>>>
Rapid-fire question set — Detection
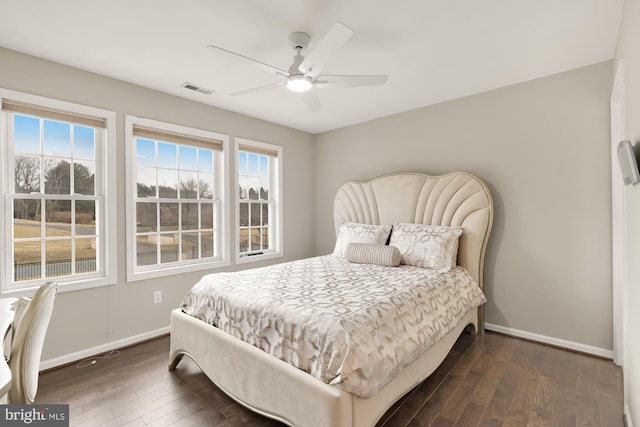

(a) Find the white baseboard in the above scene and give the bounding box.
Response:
[484,322,613,359]
[40,326,169,371]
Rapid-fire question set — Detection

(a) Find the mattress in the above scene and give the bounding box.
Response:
[181,255,486,399]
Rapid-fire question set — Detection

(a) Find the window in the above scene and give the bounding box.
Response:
[236,139,282,263]
[0,90,117,294]
[126,116,228,281]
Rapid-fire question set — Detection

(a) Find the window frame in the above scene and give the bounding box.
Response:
[233,138,284,264]
[0,88,118,297]
[125,114,229,282]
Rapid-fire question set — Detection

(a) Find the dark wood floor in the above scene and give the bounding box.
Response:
[36,333,624,427]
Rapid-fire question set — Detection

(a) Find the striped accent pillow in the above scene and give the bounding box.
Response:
[345,243,402,267]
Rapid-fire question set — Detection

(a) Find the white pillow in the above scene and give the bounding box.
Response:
[389,223,462,270]
[333,222,391,257]
[344,243,402,267]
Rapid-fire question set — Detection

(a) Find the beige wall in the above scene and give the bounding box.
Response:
[615,0,640,426]
[0,48,315,360]
[316,61,613,350]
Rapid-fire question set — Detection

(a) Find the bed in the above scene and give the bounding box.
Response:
[169,172,493,427]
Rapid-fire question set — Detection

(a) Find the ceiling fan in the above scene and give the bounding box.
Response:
[207,22,388,111]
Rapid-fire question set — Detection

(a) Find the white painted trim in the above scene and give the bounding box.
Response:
[611,60,629,369]
[40,326,169,371]
[124,114,230,282]
[484,322,613,359]
[624,403,633,427]
[232,137,284,264]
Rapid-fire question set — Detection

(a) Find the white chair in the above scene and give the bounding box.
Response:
[8,283,58,405]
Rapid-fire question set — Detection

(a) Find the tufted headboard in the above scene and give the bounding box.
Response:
[333,172,493,294]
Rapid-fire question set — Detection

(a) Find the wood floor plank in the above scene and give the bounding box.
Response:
[36,333,624,427]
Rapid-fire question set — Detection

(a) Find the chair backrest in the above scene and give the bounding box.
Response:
[9,283,57,404]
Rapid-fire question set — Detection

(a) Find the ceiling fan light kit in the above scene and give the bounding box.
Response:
[287,74,313,92]
[207,22,388,111]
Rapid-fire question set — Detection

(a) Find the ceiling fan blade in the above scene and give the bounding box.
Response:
[207,44,289,77]
[298,88,322,111]
[315,75,389,88]
[229,83,285,96]
[299,22,353,77]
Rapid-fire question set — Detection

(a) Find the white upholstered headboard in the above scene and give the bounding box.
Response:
[333,172,493,287]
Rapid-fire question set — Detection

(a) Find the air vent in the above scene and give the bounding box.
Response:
[180,82,214,95]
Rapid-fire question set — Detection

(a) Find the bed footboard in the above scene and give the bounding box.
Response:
[169,309,353,427]
[169,309,478,427]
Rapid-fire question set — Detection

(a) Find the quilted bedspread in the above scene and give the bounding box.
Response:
[181,255,486,398]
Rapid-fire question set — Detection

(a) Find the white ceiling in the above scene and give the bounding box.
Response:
[0,0,623,133]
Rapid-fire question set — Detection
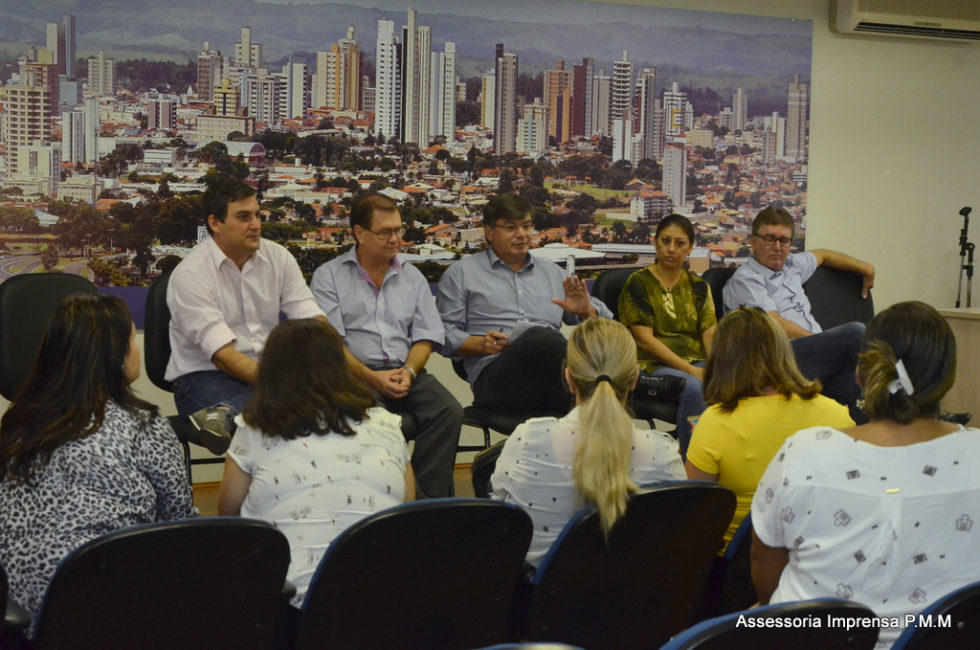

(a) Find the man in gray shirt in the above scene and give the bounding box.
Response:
[723,206,875,423]
[310,194,463,497]
[437,194,612,415]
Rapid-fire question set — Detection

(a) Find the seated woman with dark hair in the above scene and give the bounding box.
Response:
[685,307,854,553]
[491,318,684,565]
[619,214,715,455]
[218,319,415,605]
[752,302,980,645]
[0,294,197,624]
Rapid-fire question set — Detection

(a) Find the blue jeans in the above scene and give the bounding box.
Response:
[790,322,868,424]
[651,361,706,458]
[174,370,252,417]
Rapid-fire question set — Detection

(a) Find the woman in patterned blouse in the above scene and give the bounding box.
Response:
[619,214,715,455]
[752,302,980,647]
[218,319,415,605]
[0,293,197,624]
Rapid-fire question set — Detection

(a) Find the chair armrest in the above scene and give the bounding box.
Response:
[3,598,31,631]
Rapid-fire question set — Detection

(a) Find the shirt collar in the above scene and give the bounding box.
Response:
[203,235,266,270]
[340,244,404,275]
[746,257,789,278]
[487,246,534,273]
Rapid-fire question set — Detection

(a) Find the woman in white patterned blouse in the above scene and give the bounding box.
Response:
[752,302,980,647]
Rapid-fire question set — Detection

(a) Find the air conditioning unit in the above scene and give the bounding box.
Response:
[830,0,980,41]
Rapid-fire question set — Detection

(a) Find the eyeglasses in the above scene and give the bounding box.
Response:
[490,221,534,235]
[752,235,793,247]
[368,226,405,239]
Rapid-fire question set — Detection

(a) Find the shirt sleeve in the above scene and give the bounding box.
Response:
[403,265,446,345]
[167,265,235,359]
[136,415,198,521]
[752,437,799,548]
[310,264,347,336]
[687,406,725,475]
[722,266,778,311]
[228,425,262,475]
[792,251,820,284]
[436,264,470,356]
[279,248,324,318]
[698,280,718,332]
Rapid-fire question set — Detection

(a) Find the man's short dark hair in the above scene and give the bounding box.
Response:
[203,172,255,234]
[350,192,398,230]
[483,194,531,226]
[752,205,796,237]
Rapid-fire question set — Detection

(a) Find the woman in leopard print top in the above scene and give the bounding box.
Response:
[0,294,198,628]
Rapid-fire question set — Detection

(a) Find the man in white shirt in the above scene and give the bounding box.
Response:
[166,174,326,454]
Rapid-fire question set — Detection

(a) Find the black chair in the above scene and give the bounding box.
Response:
[524,481,735,650]
[592,266,644,319]
[143,271,225,480]
[803,266,875,330]
[452,358,544,450]
[660,598,880,650]
[0,565,31,649]
[0,273,98,400]
[297,498,531,650]
[592,266,680,424]
[701,266,735,320]
[470,440,507,499]
[35,517,289,650]
[698,513,759,619]
[892,582,980,650]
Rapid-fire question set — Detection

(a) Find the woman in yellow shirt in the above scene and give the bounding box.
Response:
[685,307,854,552]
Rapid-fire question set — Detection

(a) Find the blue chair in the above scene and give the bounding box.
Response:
[35,517,289,650]
[698,513,759,618]
[524,481,735,650]
[892,582,980,650]
[0,565,31,648]
[660,598,878,650]
[295,498,531,650]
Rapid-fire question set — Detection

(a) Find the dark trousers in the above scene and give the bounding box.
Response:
[790,322,868,424]
[473,327,572,417]
[174,370,252,417]
[382,369,463,499]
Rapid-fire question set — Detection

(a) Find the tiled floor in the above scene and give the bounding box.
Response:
[194,464,473,517]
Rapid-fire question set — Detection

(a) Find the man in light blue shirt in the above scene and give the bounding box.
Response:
[437,194,612,415]
[723,206,875,423]
[310,194,463,497]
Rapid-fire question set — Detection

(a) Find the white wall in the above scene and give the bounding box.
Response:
[588,0,980,310]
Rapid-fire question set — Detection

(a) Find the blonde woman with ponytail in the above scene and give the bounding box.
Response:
[492,318,685,565]
[752,302,980,647]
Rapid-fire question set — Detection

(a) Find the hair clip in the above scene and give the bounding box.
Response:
[888,359,915,395]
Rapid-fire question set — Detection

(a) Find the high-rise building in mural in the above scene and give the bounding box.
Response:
[609,50,633,120]
[732,88,749,131]
[197,41,223,103]
[493,43,518,154]
[572,57,595,137]
[663,144,687,208]
[3,61,58,175]
[235,26,262,68]
[786,75,808,160]
[429,41,457,141]
[87,52,116,97]
[401,9,432,148]
[374,20,402,140]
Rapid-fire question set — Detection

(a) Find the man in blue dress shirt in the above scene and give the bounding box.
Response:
[310,194,463,497]
[723,206,875,422]
[437,194,612,415]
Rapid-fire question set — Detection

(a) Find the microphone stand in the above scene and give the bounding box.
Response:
[956,207,974,309]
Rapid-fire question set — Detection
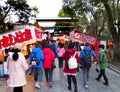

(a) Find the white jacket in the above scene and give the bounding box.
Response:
[7,52,28,87]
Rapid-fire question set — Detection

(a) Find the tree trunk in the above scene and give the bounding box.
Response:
[101,0,120,58]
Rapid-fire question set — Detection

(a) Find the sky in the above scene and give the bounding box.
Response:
[27,0,62,26]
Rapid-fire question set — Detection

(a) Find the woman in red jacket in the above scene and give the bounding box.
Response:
[62,42,80,92]
[42,41,55,87]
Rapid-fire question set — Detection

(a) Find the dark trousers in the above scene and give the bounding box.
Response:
[13,86,23,92]
[58,57,64,68]
[98,69,108,82]
[67,75,77,90]
[44,68,53,82]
<<<
Description of the task => Quote the listing word for word from its first line up to and including the line with "[125,114,229,282]". Leave the pictures out of your answer.

Complete response =>
Rapid-fire question set — Detection

(a) Find the white baseboard in the above scene and give the bounding box.
Response:
[484,322,613,359]
[40,326,169,371]
Rapid-fire question set — Detection

(a) Find the mattress in the above scene and give the bounding box.
Response:
[181,255,486,399]
Rapid-fire question set — Detection

(a) Find the window in the above scene and give the bounding box.
Response:
[236,139,282,263]
[0,90,117,294]
[126,116,228,281]
Rapid-fire question set — Detection

(a) Find the window frame in the above scene and give the bounding box.
Response:
[233,138,284,264]
[0,88,118,297]
[125,114,229,282]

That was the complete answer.